Set down exactly, and only, the lines from the one with "frame by providing a bounding box for each." to the final line of the entries, both included.

|---|

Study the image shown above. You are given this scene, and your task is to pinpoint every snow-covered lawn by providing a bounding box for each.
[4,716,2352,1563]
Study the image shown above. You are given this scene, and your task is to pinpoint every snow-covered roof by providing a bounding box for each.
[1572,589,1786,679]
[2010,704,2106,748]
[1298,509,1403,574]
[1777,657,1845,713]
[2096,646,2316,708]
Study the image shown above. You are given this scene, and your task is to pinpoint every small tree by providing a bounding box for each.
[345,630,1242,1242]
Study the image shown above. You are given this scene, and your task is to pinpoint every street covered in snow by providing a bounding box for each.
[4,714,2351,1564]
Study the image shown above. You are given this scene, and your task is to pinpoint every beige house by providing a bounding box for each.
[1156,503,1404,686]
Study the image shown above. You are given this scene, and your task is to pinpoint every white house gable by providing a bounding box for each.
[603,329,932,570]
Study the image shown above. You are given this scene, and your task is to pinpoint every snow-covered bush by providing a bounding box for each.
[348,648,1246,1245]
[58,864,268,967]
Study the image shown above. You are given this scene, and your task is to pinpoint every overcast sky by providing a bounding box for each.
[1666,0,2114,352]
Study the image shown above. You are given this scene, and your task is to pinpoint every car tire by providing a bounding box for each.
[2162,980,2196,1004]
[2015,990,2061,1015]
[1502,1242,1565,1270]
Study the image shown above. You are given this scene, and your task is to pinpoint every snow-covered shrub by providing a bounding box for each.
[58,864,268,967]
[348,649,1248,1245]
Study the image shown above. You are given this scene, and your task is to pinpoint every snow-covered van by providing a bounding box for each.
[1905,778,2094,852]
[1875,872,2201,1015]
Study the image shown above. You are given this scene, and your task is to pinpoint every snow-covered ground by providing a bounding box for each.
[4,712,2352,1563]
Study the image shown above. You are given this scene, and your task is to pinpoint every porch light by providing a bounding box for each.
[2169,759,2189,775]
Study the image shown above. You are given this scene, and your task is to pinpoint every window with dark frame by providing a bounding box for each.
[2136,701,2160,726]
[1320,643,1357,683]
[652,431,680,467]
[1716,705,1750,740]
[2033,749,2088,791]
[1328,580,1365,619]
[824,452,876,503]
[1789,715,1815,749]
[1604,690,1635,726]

|---|

◆ Answer to this problem ◆
Study the image shown above. You are given this scene, and your task is to pinpoint every window with dark frame by providing a bounding box for each.
[2136,701,2160,726]
[1320,643,1357,683]
[652,431,680,467]
[1716,705,1750,740]
[2033,749,2088,791]
[1328,580,1365,619]
[824,452,876,503]
[1789,715,1815,749]
[1604,690,1635,726]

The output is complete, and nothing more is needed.